### Testo del documento ###

Alone in the Dark è una serie che ha visto nel corso degli anni molteplici revival e rimasterizzazioni, spesso senza soddisfare pienamente né la critica né il pubblico. Dopo vari capitoli più o meno meritevoli e un reboot del 2008 che si allontanava dalle radici senza riscuotere il successo sperato (senza contare un paio di film live action davvero orrendi), Pieces Interactive ha ora deciso di accettare la sfida, proponendo al pubblico un nuovo capitolo che fungesse da vero e proprio riavvio per la saga che ha dato il là al genere dei survival horror così come li conosciamo oggi.
Nonostante il pedigree del team di sviluppo in questione, con pochi giochi all’attivo conosciuti al grande pubblico (nonché di dubbio spessore ludico), si è puntato sulla presenza di attori di un certo calibro come Jodie Comer e David Harbour, al fine di attirare l’attenzione del pubblico che – vuoi per il disinteresse, vuoi per il fatto di essere troppo giovani – non hanno mai sentito parlare di Alone in the Dark. Scopriamo, quindi, come se la cava questo nuovo rilancio del franchise horror per eccellenza.
L’orrore è tornato
La trama, curata da Mikael Hedberg, noto per lavori come Amnesia: Rebirth e SOMA, promette di ricollegarsi alle origini della serie. Il gioco è ambientato negli anni ’20 e segue la storia di Emily Hartwood, che cerca di scoprire cosa sia successo a suo zio Jeremy, scomparso misteriosamente. Per farlo, si avvale dell’aiuto dell’investigatore Edward Carnby e insieme si dirigono verso la villa di Derceto, un luogo sinistro che nasconde numerosi segreti oscuri.

### Dati forniti ###

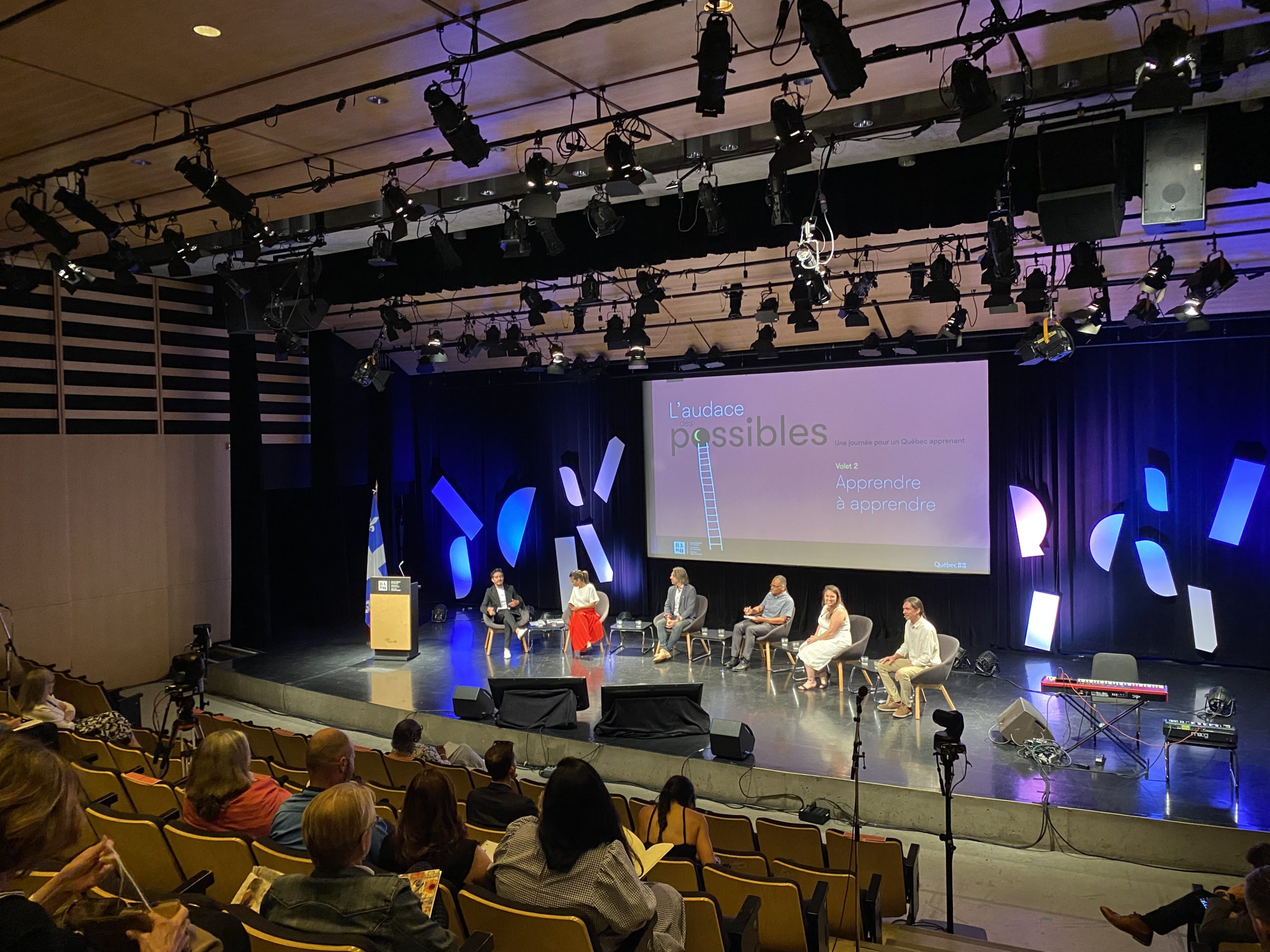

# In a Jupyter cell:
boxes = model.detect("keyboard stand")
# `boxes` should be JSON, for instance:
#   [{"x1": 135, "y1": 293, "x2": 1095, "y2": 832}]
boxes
[{"x1": 1059, "y1": 692, "x2": 1149, "y2": 775}]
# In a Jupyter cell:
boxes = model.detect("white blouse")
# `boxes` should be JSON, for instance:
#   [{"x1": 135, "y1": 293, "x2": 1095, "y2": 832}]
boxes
[{"x1": 569, "y1": 581, "x2": 599, "y2": 608}]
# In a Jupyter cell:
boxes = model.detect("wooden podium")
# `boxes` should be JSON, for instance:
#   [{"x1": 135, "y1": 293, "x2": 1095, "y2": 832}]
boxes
[{"x1": 371, "y1": 575, "x2": 419, "y2": 661}]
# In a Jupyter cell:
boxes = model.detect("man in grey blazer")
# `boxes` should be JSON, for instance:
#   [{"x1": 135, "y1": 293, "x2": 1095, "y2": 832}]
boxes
[{"x1": 653, "y1": 565, "x2": 697, "y2": 664}]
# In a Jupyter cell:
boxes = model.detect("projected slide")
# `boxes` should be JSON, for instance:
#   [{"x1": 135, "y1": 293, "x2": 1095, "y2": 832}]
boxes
[{"x1": 644, "y1": 360, "x2": 989, "y2": 574}]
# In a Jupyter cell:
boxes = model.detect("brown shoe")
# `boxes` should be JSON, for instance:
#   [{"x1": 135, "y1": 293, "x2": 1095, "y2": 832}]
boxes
[{"x1": 1098, "y1": 906, "x2": 1156, "y2": 946}]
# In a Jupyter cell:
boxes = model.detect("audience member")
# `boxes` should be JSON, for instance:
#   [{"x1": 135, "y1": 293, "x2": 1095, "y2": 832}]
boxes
[
  {"x1": 260, "y1": 781, "x2": 460, "y2": 952},
  {"x1": 635, "y1": 774, "x2": 715, "y2": 863},
  {"x1": 490, "y1": 757, "x2": 683, "y2": 952},
  {"x1": 467, "y1": 740, "x2": 538, "y2": 830},
  {"x1": 386, "y1": 717, "x2": 485, "y2": 771},
  {"x1": 1098, "y1": 843, "x2": 1270, "y2": 950},
  {"x1": 277, "y1": 727, "x2": 388, "y2": 855},
  {"x1": 181, "y1": 730, "x2": 291, "y2": 839},
  {"x1": 376, "y1": 771, "x2": 489, "y2": 885},
  {"x1": 0, "y1": 737, "x2": 189, "y2": 952},
  {"x1": 18, "y1": 668, "x2": 136, "y2": 746}
]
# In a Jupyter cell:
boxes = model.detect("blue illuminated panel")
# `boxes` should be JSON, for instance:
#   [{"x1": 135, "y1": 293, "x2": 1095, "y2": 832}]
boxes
[
  {"x1": 1089, "y1": 513, "x2": 1124, "y2": 573},
  {"x1": 1023, "y1": 592, "x2": 1058, "y2": 651},
  {"x1": 432, "y1": 476, "x2": 481, "y2": 538},
  {"x1": 1143, "y1": 466, "x2": 1168, "y2": 513},
  {"x1": 560, "y1": 466, "x2": 581, "y2": 505},
  {"x1": 1134, "y1": 538, "x2": 1177, "y2": 598},
  {"x1": 591, "y1": 437, "x2": 626, "y2": 503},
  {"x1": 578, "y1": 522, "x2": 613, "y2": 581},
  {"x1": 1208, "y1": 460, "x2": 1266, "y2": 546},
  {"x1": 498, "y1": 486, "x2": 533, "y2": 565},
  {"x1": 449, "y1": 536, "x2": 472, "y2": 598}
]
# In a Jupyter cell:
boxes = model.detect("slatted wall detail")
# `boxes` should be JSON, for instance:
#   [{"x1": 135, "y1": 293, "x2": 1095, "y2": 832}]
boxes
[{"x1": 255, "y1": 334, "x2": 310, "y2": 443}]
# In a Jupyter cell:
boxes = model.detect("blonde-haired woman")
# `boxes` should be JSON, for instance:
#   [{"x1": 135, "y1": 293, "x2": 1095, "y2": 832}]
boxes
[
  {"x1": 181, "y1": 730, "x2": 291, "y2": 839},
  {"x1": 569, "y1": 569, "x2": 605, "y2": 655},
  {"x1": 798, "y1": 585, "x2": 851, "y2": 691}
]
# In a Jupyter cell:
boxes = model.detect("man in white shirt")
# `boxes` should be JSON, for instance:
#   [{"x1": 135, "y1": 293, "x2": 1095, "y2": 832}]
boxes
[{"x1": 878, "y1": 598, "x2": 940, "y2": 717}]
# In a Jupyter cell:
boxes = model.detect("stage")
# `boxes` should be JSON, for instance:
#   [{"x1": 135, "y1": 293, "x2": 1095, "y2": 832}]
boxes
[{"x1": 209, "y1": 614, "x2": 1270, "y2": 873}]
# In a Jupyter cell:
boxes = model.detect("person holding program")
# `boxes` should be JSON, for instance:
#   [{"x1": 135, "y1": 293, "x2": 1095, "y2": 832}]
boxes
[{"x1": 878, "y1": 598, "x2": 940, "y2": 717}]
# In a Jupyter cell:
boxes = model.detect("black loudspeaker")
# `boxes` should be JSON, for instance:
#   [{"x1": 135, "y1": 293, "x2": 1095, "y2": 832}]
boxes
[
  {"x1": 997, "y1": 698, "x2": 1054, "y2": 745},
  {"x1": 1036, "y1": 120, "x2": 1124, "y2": 245},
  {"x1": 1142, "y1": 111, "x2": 1208, "y2": 235},
  {"x1": 451, "y1": 684, "x2": 497, "y2": 721},
  {"x1": 710, "y1": 721, "x2": 755, "y2": 760}
]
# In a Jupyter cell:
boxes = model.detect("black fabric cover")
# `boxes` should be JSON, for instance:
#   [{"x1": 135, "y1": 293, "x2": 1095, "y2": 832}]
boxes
[
  {"x1": 494, "y1": 691, "x2": 578, "y2": 730},
  {"x1": 593, "y1": 697, "x2": 710, "y2": 737}
]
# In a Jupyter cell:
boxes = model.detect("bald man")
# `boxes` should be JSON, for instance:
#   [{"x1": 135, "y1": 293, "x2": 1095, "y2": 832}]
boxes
[{"x1": 269, "y1": 727, "x2": 388, "y2": 857}]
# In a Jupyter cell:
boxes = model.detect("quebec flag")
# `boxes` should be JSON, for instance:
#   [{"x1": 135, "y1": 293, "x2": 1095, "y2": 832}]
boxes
[{"x1": 366, "y1": 489, "x2": 388, "y2": 628}]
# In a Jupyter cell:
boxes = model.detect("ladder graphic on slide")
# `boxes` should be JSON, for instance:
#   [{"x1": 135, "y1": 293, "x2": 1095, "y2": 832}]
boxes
[{"x1": 692, "y1": 430, "x2": 723, "y2": 552}]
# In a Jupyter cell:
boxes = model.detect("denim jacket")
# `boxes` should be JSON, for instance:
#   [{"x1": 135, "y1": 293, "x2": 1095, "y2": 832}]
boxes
[{"x1": 260, "y1": 866, "x2": 460, "y2": 952}]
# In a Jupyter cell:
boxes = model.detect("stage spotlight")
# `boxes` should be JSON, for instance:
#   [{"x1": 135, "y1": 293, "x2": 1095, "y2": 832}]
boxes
[
  {"x1": 423, "y1": 82, "x2": 489, "y2": 169},
  {"x1": 380, "y1": 179, "x2": 427, "y2": 221},
  {"x1": 177, "y1": 156, "x2": 255, "y2": 222},
  {"x1": 498, "y1": 208, "x2": 532, "y2": 258},
  {"x1": 674, "y1": 347, "x2": 701, "y2": 373},
  {"x1": 54, "y1": 188, "x2": 123, "y2": 238},
  {"x1": 47, "y1": 252, "x2": 97, "y2": 295},
  {"x1": 952, "y1": 57, "x2": 1006, "y2": 142},
  {"x1": 605, "y1": 313, "x2": 626, "y2": 351},
  {"x1": 605, "y1": 132, "x2": 646, "y2": 192},
  {"x1": 1138, "y1": 249, "x2": 1173, "y2": 301},
  {"x1": 692, "y1": 13, "x2": 735, "y2": 116},
  {"x1": 926, "y1": 251, "x2": 961, "y2": 304},
  {"x1": 860, "y1": 331, "x2": 882, "y2": 357},
  {"x1": 767, "y1": 97, "x2": 816, "y2": 173},
  {"x1": 1132, "y1": 16, "x2": 1195, "y2": 111},
  {"x1": 366, "y1": 229, "x2": 396, "y2": 268},
  {"x1": 894, "y1": 327, "x2": 917, "y2": 357},
  {"x1": 1064, "y1": 241, "x2": 1107, "y2": 291},
  {"x1": 798, "y1": 0, "x2": 869, "y2": 99},
  {"x1": 749, "y1": 324, "x2": 776, "y2": 360},
  {"x1": 935, "y1": 307, "x2": 970, "y2": 347},
  {"x1": 1018, "y1": 268, "x2": 1049, "y2": 313},
  {"x1": 9, "y1": 198, "x2": 79, "y2": 255},
  {"x1": 521, "y1": 152, "x2": 560, "y2": 218},
  {"x1": 755, "y1": 295, "x2": 781, "y2": 324},
  {"x1": 697, "y1": 179, "x2": 728, "y2": 235},
  {"x1": 907, "y1": 261, "x2": 926, "y2": 301},
  {"x1": 585, "y1": 185, "x2": 626, "y2": 238},
  {"x1": 380, "y1": 304, "x2": 410, "y2": 340},
  {"x1": 1124, "y1": 295, "x2": 1159, "y2": 327}
]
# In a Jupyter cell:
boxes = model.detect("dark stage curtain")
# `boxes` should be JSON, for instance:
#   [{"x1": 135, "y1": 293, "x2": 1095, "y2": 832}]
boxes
[{"x1": 248, "y1": 338, "x2": 1270, "y2": 666}]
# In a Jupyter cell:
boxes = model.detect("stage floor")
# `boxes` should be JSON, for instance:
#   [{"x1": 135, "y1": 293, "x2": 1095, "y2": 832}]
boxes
[{"x1": 222, "y1": 614, "x2": 1270, "y2": 829}]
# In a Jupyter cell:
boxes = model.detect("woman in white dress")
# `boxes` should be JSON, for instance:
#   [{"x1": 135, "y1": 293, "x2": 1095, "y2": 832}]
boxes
[{"x1": 798, "y1": 585, "x2": 851, "y2": 691}]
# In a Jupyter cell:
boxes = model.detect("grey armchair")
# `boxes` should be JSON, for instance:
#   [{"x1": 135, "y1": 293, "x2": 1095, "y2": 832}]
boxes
[{"x1": 912, "y1": 635, "x2": 961, "y2": 718}]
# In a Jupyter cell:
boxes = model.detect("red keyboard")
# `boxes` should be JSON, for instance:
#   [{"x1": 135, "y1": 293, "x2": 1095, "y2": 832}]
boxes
[{"x1": 1040, "y1": 675, "x2": 1168, "y2": 701}]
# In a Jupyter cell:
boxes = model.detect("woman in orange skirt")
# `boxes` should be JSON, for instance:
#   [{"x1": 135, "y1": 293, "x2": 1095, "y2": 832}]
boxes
[{"x1": 569, "y1": 569, "x2": 605, "y2": 655}]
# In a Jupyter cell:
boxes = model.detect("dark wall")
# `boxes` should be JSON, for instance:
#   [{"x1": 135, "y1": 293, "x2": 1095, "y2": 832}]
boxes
[{"x1": 234, "y1": 334, "x2": 1270, "y2": 666}]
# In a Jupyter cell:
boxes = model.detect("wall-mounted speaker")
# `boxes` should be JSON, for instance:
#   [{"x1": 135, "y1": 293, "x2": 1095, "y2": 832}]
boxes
[
  {"x1": 710, "y1": 721, "x2": 755, "y2": 760},
  {"x1": 449, "y1": 684, "x2": 497, "y2": 721}
]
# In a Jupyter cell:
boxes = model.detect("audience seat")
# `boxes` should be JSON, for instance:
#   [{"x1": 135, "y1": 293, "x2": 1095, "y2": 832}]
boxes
[
  {"x1": 755, "y1": 816, "x2": 824, "y2": 868},
  {"x1": 458, "y1": 885, "x2": 653, "y2": 952},
  {"x1": 705, "y1": 810, "x2": 758, "y2": 853},
  {"x1": 683, "y1": 892, "x2": 760, "y2": 952},
  {"x1": 162, "y1": 820, "x2": 256, "y2": 905},
  {"x1": 824, "y1": 830, "x2": 919, "y2": 923},
  {"x1": 772, "y1": 859, "x2": 882, "y2": 943},
  {"x1": 701, "y1": 866, "x2": 829, "y2": 952},
  {"x1": 252, "y1": 839, "x2": 314, "y2": 876}
]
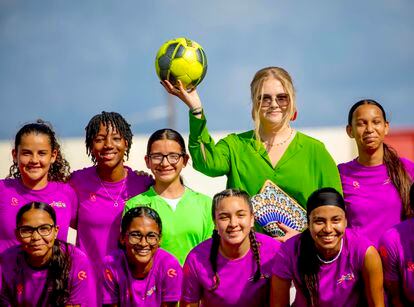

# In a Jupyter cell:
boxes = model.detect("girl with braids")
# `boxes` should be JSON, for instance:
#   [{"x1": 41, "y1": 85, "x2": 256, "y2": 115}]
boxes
[
  {"x1": 379, "y1": 184, "x2": 414, "y2": 306},
  {"x1": 338, "y1": 99, "x2": 414, "y2": 246},
  {"x1": 162, "y1": 67, "x2": 342, "y2": 241},
  {"x1": 0, "y1": 120, "x2": 77, "y2": 252},
  {"x1": 124, "y1": 129, "x2": 214, "y2": 264},
  {"x1": 70, "y1": 112, "x2": 152, "y2": 305},
  {"x1": 0, "y1": 202, "x2": 94, "y2": 307},
  {"x1": 103, "y1": 207, "x2": 182, "y2": 307},
  {"x1": 180, "y1": 189, "x2": 281, "y2": 307},
  {"x1": 271, "y1": 188, "x2": 384, "y2": 307}
]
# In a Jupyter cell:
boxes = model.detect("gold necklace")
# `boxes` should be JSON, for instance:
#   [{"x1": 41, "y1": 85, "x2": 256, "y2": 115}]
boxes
[{"x1": 263, "y1": 128, "x2": 293, "y2": 147}]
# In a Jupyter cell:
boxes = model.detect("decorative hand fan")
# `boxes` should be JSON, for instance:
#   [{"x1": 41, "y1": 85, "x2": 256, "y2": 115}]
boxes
[{"x1": 251, "y1": 180, "x2": 308, "y2": 237}]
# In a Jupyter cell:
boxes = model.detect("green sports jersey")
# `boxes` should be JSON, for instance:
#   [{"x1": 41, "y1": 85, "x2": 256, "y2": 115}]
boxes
[
  {"x1": 124, "y1": 187, "x2": 214, "y2": 265},
  {"x1": 189, "y1": 113, "x2": 342, "y2": 208}
]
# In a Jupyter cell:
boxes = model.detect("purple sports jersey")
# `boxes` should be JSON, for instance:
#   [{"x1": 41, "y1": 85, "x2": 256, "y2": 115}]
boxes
[
  {"x1": 0, "y1": 179, "x2": 77, "y2": 253},
  {"x1": 379, "y1": 218, "x2": 414, "y2": 304},
  {"x1": 273, "y1": 229, "x2": 372, "y2": 307},
  {"x1": 338, "y1": 158, "x2": 414, "y2": 246},
  {"x1": 0, "y1": 245, "x2": 95, "y2": 307},
  {"x1": 103, "y1": 248, "x2": 182, "y2": 307},
  {"x1": 182, "y1": 233, "x2": 281, "y2": 307}
]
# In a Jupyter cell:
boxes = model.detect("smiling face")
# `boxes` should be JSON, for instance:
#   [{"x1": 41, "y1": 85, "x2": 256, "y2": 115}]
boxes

###

▶ **Esercizi da svolgere**
1 - Secondo la recensione di Alone in the Dark, chi ha curato la trama del nuovo gioco?
2 - Riscrivi il tratto della recensione di Alone in the Dark da "Alone in the Dark è" fino a "li conosciamo oggi.", mettendo "rilancio" al posto di "reboot".

▶ **Soluzioni**
1 - Mikael Hedberg.

2 -
Alone in the Dark è una serie che ha visto nel corso degli anni molteplici revival e rimasterizzazioni, spesso senza soddisfare pienamente né la critica né il pubblico. Dopo vari capitoli più o meno meritevoli e un rilancio del 2008 che si allontanava dalle radici senza riscuotere il successo sperato (senza contare un paio di film live action davvero orrendi), Pieces Interactive ha ora deciso di accettare la sfida, proponendo al pubblico un nuovo capitolo che fungesse da vero e proprio riavvio per la saga che ha dato il là al genere dei survival horror così come li conosciamo oggi.